• **GIVEN INSTRUCTION**: Copy every one of the records below word for word, keeping each line unchanged.

====== DATA ROWS

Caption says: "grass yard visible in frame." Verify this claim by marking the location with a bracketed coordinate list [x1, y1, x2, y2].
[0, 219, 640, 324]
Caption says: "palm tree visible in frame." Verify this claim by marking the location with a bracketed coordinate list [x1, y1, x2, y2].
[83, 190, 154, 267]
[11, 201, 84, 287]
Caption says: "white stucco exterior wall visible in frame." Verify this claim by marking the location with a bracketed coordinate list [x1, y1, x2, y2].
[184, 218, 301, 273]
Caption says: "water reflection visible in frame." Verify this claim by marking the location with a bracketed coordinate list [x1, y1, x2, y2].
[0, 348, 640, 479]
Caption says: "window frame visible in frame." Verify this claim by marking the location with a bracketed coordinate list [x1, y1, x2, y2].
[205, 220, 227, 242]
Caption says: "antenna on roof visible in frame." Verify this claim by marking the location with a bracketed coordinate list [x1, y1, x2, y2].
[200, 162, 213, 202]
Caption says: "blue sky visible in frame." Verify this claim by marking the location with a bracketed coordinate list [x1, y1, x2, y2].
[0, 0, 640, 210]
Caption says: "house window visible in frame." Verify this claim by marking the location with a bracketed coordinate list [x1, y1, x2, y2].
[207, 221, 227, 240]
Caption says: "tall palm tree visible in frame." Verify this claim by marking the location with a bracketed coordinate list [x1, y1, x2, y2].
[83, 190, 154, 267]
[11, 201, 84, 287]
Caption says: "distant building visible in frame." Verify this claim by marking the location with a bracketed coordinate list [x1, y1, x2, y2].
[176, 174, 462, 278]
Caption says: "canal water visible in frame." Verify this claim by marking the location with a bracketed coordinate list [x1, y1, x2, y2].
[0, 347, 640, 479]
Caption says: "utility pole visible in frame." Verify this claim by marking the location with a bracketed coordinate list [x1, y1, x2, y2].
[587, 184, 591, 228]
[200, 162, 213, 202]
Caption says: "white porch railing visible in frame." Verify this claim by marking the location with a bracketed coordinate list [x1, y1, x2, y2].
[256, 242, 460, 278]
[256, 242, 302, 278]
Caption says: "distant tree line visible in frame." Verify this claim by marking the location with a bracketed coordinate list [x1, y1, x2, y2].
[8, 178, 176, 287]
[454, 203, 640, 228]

============

• **OUTPUT BELOW**:
Caption says: "grass yard visible in frame." Verify this claim by marking the location with a bracketed coordinate list [x1, y1, x2, y2].
[0, 219, 640, 324]
Caption says: "palm tree visible in frame." Verify this claim by marking the location with a bracketed coordinate list [x1, y1, x2, y2].
[83, 190, 154, 267]
[11, 201, 84, 287]
Caption says: "white stucco exterior wall visible in frame." Verify this claim by marking the location with a bracketed coordinate list [x1, y1, x2, y2].
[184, 218, 301, 273]
Caption says: "water reflection visible in frame." Verify this claim by marking the location with a bracketed coordinate list [x1, y1, x2, y2].
[0, 348, 640, 479]
Caption says: "window frame visible in frame." Verify this claim by marking the location with a bracketed coordinate list [x1, y1, x2, y2].
[205, 220, 227, 242]
Caption says: "antenna on roof visible in frame." Verify this claim by marking the location with a bracketed coordinate list [x1, y1, x2, y2].
[200, 162, 213, 202]
Caption says: "blue sky visible in frame." Verify this claim by marking the location with a bracketed coordinate list [x1, y1, x2, y2].
[0, 0, 640, 210]
Caption says: "house window visible in frame." Verify this claim by marking the location with a bracketed coordinate list [x1, y1, x2, y2].
[207, 221, 227, 240]
Caption says: "tall palm tree visible in frame." Verify this claim by marking the location with a bracketed coordinate list [x1, y1, x2, y2].
[83, 190, 154, 267]
[11, 201, 84, 287]
Caption says: "distant building visible in frame." Verify this claim by marking the location with a bracketed coordinate list [x1, y1, x2, y2].
[176, 174, 462, 278]
Caption says: "canal water visible in frame." Verify this claim by marking the location with a bracketed coordinate list [x1, y1, x2, y2].
[0, 347, 640, 479]
Caption says: "utility pole visible in frame." Verify this claim by marking the location with a bracketed coordinate list [x1, y1, x2, y2].
[587, 184, 591, 228]
[200, 162, 213, 202]
Caption says: "white porch railing visible in frame." Verify this claim by marking the location with a bracketed coordinate list [x1, y1, x2, y2].
[256, 242, 460, 278]
[256, 242, 302, 278]
Caption says: "distant tree line visible in frame." Verify this claim by marking the location with a bracketed coordinate list [x1, y1, x2, y2].
[8, 178, 176, 287]
[454, 203, 640, 228]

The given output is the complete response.